_Source extract_.
-- BEGIN --

Studying Abroad 101: University & Financials

The Guide I Wish I Had When I Embarked in This Journey

I started studying abroad as many of us do, through an Erasmus. A beautiful, EU-sponsored project, where everything was set, collaborations between institutions was ensured and institutionalized even. Oh, good ol’ days. Ever since, I embarked onto several opportunities that allowed me to study in Canada, Portugal and Singapore. While this seems all nice and easy from the outside, it took a long planning and a lot of work in the background to make everything work. Sometimes I think that, had I known how hard it would be, I would not have left Italy. Yet, this is the beauty of it. I hope this guide will provide you the boost of motivation that will push you to research and potentially embark on your own journey as international student.

*Please note: the following guide is based solely on my experience. Indeed, you may find yourself in a different position than myself and may take advantage of other opportunities. My goal is only to provide you one perspective, there is no blueprint or one-size-fits-all here. Do what you gotta do!

-- END --

_Record excerpts_.

-- BEGIN --

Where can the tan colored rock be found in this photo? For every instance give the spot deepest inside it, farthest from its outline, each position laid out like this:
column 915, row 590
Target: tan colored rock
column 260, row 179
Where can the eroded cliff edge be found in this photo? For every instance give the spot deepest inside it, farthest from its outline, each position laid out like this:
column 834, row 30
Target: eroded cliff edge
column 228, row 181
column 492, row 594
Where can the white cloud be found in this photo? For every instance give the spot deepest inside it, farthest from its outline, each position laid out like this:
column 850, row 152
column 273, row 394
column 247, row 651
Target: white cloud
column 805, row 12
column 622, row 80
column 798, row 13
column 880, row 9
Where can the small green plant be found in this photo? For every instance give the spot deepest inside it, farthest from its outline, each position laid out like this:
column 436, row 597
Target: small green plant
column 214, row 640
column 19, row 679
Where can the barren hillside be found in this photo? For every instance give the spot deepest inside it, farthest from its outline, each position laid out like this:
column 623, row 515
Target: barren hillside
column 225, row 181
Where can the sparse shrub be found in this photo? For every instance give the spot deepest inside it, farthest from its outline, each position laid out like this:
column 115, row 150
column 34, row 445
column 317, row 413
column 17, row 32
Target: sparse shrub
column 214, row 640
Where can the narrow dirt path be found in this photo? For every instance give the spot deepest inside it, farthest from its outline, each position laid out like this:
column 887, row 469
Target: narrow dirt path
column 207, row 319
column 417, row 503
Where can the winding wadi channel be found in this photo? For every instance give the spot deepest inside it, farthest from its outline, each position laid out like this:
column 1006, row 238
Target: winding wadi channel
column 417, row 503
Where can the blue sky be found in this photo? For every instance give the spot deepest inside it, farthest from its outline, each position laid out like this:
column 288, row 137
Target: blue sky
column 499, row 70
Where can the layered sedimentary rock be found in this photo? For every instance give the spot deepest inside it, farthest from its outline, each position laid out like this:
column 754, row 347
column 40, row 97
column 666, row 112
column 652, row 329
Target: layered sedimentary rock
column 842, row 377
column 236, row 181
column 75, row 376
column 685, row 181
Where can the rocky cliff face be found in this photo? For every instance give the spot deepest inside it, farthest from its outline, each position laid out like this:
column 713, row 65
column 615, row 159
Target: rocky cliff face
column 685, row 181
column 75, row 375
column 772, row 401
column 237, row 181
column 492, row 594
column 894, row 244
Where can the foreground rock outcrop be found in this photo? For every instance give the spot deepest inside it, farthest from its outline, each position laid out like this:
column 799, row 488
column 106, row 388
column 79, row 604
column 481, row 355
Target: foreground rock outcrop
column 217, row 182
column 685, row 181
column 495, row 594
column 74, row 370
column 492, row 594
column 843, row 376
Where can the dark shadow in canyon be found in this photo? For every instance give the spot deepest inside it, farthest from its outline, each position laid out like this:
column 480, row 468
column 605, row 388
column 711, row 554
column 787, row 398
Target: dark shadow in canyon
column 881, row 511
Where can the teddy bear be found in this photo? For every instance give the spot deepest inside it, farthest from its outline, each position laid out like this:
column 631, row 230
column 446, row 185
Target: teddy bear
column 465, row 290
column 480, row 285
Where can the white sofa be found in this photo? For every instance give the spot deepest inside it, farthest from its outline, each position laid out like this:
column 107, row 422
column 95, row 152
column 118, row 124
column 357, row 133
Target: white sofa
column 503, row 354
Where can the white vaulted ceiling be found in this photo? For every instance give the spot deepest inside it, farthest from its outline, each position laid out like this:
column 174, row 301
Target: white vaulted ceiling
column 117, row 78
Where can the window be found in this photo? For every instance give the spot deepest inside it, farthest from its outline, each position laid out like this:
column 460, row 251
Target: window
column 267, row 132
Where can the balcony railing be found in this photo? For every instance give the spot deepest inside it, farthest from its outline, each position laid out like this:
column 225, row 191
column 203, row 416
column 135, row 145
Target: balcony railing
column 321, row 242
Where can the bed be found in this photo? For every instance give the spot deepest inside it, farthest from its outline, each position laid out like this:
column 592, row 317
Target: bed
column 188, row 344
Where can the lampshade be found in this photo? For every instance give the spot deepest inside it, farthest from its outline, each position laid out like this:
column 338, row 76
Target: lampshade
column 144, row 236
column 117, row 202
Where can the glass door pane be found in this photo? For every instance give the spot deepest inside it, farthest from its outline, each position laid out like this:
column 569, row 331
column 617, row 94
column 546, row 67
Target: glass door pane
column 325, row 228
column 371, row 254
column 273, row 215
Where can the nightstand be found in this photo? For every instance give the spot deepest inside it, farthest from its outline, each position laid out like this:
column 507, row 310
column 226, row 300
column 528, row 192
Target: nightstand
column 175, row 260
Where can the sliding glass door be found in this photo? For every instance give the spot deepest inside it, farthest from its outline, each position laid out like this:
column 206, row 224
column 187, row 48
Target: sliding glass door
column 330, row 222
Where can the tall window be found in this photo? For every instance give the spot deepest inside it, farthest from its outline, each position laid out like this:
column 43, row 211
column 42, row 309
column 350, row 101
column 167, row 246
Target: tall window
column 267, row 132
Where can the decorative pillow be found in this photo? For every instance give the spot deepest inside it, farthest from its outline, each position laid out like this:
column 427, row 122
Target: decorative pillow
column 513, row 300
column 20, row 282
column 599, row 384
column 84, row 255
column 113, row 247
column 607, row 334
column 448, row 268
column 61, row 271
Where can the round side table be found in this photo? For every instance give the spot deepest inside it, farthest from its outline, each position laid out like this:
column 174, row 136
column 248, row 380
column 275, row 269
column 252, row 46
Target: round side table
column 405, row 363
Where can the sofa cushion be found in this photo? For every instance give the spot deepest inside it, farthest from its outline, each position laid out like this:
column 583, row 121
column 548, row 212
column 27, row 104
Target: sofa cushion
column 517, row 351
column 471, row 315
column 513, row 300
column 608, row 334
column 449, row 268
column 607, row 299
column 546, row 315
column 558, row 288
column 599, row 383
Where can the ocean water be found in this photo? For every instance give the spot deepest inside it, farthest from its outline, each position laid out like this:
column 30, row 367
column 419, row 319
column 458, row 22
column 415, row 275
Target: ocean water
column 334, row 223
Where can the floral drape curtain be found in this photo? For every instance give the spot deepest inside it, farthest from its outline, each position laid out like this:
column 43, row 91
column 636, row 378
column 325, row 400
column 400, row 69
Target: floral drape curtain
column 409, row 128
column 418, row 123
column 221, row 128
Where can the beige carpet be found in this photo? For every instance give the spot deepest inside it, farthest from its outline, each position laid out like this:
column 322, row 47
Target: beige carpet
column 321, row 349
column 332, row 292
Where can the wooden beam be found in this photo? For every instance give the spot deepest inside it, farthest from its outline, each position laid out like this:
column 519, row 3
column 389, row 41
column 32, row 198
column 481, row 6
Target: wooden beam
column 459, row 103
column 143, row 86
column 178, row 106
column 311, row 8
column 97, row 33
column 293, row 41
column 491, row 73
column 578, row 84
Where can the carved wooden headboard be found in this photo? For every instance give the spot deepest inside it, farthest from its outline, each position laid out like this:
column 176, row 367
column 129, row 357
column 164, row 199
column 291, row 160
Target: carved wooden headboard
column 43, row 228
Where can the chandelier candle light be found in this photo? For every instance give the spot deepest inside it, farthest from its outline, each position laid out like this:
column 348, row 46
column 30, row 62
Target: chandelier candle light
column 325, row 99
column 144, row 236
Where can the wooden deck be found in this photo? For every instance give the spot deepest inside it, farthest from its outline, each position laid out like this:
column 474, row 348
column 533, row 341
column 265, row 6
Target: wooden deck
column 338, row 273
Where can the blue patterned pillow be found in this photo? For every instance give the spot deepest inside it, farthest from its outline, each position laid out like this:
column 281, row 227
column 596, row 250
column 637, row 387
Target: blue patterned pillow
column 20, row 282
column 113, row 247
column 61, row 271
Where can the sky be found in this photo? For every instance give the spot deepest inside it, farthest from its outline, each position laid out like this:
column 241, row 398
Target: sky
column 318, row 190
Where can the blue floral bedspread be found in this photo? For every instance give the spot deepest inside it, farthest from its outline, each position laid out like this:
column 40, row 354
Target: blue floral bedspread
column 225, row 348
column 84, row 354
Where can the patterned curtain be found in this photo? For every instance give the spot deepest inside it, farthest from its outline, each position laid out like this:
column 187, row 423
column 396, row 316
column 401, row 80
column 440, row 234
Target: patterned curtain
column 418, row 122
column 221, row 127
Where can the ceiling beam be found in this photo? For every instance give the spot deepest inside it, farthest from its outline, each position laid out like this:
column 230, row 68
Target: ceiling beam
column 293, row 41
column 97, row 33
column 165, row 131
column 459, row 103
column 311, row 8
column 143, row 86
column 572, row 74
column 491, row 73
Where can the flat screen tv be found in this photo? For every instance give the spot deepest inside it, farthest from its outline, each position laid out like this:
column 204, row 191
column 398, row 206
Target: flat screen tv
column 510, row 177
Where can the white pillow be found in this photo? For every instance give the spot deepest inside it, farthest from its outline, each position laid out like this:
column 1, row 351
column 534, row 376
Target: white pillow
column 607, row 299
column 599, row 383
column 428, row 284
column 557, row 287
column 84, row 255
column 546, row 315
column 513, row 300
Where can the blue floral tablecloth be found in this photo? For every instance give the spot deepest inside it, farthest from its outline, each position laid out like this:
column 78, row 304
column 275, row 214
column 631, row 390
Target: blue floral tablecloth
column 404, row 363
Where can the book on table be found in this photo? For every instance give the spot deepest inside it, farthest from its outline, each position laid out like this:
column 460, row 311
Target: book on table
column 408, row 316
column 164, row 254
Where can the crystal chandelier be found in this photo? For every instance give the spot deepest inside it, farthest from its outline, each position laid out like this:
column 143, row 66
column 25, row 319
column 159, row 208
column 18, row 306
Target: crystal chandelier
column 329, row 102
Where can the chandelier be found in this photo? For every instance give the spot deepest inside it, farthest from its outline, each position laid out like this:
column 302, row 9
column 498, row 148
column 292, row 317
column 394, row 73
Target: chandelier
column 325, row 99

-- END --

_Directives_.
[1] In the studying-abroad guide, why does the author say the guide offers only one perspective and no blueprint?
[2] Continue the studying-abroad guide after its note to readers.

_Outputs by task_.
[1] The guide rests solely on the author's own experience. Readers may be in a different position and may be able to use other opportunities, so no single approach fits everyone.

[2]
Finding the “Right” University

There is not necessarily a right or wrong university, but there are certainly a few things to consider when shortlisting which university to go to.

  • Location – not only will it impact the quality of life and the experience you may have there, but it may also impact the bureaucracy you will have to deal with. Like, will you need a VISA or is your EU passport enough? Will you be able to work or will your student visa prohibit that? Besides, it will necessarily have consequences on how often you can go home.
  • Tuition Fees & Overall Cost of Life there – I know this is a sensible topic, but it must be taken into account. When my time came, I wanted to go to the USA, however, despite getting a pretty high scholarship, there was no way for me to sustain myself with the cost of life of San Francisco (and the inability to work on a student visa – see previous point).
  • Programs Available & Network – Does the university offer your preferred course/major/minor/area of expertise? Shall you find yourself not happy with the choice, would you have a second option where you could transfer? What career opportunities have alumni pursued so far? How big is the alumni network and can you take advantage of it? What curricular or extracurricular opportunities do they offer?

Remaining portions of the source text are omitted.